# READING TEXT:
******

Recently Discovered Receptor May Hold Key To MS Treatment

A recently discovered receptor that functions to control the movement of immune cells through the central nervous system barriers may hold the key to treating multiple sclerosis. Researchers at Cornell University have shown how the A2A adenosine receptor acts as a gateway on the blood-brain barrier cells, allowing the immune cells to enter the brain and attack the myelin sheath surrounding nerve cells. This eventually results in the havoc that is typically seen in people suffering from MS.

The blood-brain barrier is composed of specialized cells that prevent certain substances and compounds from traveling from the bloodstream and into the brain. According to Margaret Bynoe, associate professor of immunology at the Cornell’s College of Veterinary Medicine and the senior author of the said study, “We found that expression of this A2A adenosine receptor is important for regulating the entry of cells into the brain; whereby its activation allows immune cell entry and its inhibition blocks entry.”

In the said study, Cornell researchers used mice where the A2A adenosine receptor was removed and then was infused with normal immune cells coming from wild-type mice expressing the A2A adenosine receptor. This led to chimeric mice expressing the A2A adenosine receptor on immune cells but not on the blood-brain barrier cells. Without the A2A adenosine receptor on the blood-brain barrier cells, the normal immune cells were not able to effectively infiltrate into the central nervous system, thereby protecting the mice that only led to them developing less-severe symptoms of a disease similar to MS.

Bynoe further added, “The absence of the A2A receptor on blood-brain barrier cells is similar to the effect of pharmacologically blocking the receptor with antagonists [drugs], which also protected mice from MS-like disease. The implications of these findings are that, potentially, modulation of this receptor can be beneficial for future treatment of MS.” The findings of the study appeared on the print and online editions of the Journal of Immunology last June 1.

******

# WHAT THIS EXERCISE ASKS:
1. Determine whether each statement below agrees with the article on the A2A adenosine receptor, answering yes or no and quoting the words of the article that decide it. (a) The senior author of the study is an associate professor of immunology at Cornell's College of Veterinary Medicine. (b) In the chimeric mice, the A2A adenosine receptor was present on the blood-brain barrier cells but not on the immune cells. (c) The findings of the study appeared only in the online edition of the Journal of Immunology.
2. Reproduce verbatim the passage of the receptor article starting at "Recently Discovered Receptor May" and ending at "suffering from MS.".

******

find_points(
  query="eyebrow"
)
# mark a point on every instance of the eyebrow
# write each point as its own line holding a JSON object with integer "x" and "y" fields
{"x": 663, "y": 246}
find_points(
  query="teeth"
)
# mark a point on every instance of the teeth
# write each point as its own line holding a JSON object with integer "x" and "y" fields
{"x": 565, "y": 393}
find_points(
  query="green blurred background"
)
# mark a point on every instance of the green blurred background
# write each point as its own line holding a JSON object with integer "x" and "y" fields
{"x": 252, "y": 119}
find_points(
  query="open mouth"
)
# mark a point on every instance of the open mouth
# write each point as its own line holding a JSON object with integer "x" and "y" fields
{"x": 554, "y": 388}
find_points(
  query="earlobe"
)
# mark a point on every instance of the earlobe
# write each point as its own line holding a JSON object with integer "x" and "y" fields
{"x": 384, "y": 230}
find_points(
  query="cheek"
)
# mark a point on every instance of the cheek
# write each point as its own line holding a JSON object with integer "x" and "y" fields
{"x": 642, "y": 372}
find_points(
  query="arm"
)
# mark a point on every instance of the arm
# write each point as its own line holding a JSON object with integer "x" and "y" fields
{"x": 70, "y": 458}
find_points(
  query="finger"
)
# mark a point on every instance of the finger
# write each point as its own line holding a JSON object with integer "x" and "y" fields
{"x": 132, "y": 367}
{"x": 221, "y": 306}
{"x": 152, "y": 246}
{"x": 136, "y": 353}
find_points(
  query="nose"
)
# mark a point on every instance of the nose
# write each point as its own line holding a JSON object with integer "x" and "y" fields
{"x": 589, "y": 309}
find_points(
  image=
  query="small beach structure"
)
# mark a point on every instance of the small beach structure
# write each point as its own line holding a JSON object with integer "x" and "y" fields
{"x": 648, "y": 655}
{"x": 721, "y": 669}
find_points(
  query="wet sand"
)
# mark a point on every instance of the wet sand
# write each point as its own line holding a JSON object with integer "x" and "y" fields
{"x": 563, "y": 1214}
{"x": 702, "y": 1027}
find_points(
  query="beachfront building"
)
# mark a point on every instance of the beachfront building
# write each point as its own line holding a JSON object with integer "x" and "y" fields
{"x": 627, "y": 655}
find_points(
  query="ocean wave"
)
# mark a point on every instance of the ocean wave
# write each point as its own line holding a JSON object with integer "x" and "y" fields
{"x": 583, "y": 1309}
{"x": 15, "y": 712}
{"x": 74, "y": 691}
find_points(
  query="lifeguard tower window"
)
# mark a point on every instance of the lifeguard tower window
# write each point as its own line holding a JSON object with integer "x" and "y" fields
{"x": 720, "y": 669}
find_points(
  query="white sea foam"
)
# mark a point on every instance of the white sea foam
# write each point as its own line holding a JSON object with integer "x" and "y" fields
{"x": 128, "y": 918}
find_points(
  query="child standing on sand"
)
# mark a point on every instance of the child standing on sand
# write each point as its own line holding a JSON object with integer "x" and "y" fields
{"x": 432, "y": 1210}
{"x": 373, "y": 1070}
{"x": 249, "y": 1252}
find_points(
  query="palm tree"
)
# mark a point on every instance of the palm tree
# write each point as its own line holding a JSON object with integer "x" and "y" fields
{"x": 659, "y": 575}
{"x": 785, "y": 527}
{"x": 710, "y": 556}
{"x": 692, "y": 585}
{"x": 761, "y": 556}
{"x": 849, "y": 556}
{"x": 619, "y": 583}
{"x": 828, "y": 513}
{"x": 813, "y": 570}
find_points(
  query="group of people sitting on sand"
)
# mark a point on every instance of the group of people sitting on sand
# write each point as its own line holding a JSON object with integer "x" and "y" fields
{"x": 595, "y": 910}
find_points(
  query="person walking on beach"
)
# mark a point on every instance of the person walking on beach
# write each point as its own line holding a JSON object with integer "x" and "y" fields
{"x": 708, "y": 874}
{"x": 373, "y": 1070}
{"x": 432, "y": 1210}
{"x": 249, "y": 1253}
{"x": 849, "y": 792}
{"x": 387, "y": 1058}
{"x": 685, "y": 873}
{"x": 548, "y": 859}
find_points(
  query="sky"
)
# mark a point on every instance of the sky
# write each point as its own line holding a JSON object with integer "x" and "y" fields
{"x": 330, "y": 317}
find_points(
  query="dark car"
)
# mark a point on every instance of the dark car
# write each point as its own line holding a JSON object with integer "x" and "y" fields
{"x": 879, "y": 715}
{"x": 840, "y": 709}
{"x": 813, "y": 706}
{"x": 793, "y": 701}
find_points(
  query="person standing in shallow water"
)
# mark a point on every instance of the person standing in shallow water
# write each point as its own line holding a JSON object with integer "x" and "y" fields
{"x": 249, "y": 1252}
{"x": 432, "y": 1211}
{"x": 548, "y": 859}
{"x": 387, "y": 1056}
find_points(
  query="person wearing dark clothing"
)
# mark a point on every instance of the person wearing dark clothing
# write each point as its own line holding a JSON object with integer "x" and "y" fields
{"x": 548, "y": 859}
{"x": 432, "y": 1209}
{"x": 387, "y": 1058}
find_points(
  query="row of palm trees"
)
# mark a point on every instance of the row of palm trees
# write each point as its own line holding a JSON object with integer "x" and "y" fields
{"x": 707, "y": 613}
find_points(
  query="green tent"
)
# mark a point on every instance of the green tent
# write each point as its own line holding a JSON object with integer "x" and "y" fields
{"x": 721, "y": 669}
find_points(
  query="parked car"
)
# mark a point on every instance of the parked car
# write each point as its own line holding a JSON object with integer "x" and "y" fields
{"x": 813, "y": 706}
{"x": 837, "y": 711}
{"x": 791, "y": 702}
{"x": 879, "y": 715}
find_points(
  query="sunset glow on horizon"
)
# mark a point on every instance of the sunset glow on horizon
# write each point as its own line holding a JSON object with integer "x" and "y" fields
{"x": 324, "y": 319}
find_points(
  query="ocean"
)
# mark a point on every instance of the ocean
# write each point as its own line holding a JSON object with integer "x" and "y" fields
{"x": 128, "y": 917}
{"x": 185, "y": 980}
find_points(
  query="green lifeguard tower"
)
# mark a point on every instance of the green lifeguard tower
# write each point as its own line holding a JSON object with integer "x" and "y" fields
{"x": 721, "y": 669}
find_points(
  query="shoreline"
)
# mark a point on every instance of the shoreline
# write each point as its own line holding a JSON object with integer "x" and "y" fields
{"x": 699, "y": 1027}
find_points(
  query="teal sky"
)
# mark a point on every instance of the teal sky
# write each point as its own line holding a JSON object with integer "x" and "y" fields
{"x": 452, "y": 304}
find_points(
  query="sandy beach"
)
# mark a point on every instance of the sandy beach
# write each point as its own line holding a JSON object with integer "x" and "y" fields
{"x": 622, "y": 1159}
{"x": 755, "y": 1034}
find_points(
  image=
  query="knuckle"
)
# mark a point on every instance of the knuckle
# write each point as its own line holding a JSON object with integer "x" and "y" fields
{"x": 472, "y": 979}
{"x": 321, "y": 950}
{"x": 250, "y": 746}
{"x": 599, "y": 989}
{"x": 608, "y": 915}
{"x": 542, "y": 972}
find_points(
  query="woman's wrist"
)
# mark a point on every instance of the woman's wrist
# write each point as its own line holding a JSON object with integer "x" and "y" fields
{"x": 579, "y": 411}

******

# LIST OF ANSWERS:
1.
(a) Yes: "associate professor of immunology at the Cornell’s College of Veterinary Medicine and the senior author of the said study"
(b) No: "expressing the A2A adenosine receptor on immune cells but not on the blood-brain barrier cells"
(c) No: "appeared on the print and online editions of the Journal of Immunology"

2.
Recently Discovered Receptor May Hold Key To MS Treatment

A recently discovered receptor that functions to control the movement of immune cells through the central nervous system barriers may hold the key to treating multiple sclerosis. Researchers at Cornell University have shown how the A2A adenosine receptor acts as a gateway on the blood-brain barrier cells, allowing the immune cells to enter the brain and attack the myelin sheath surrounding nerve cells. This eventually results in the havoc that is typically seen in people suffering from MS.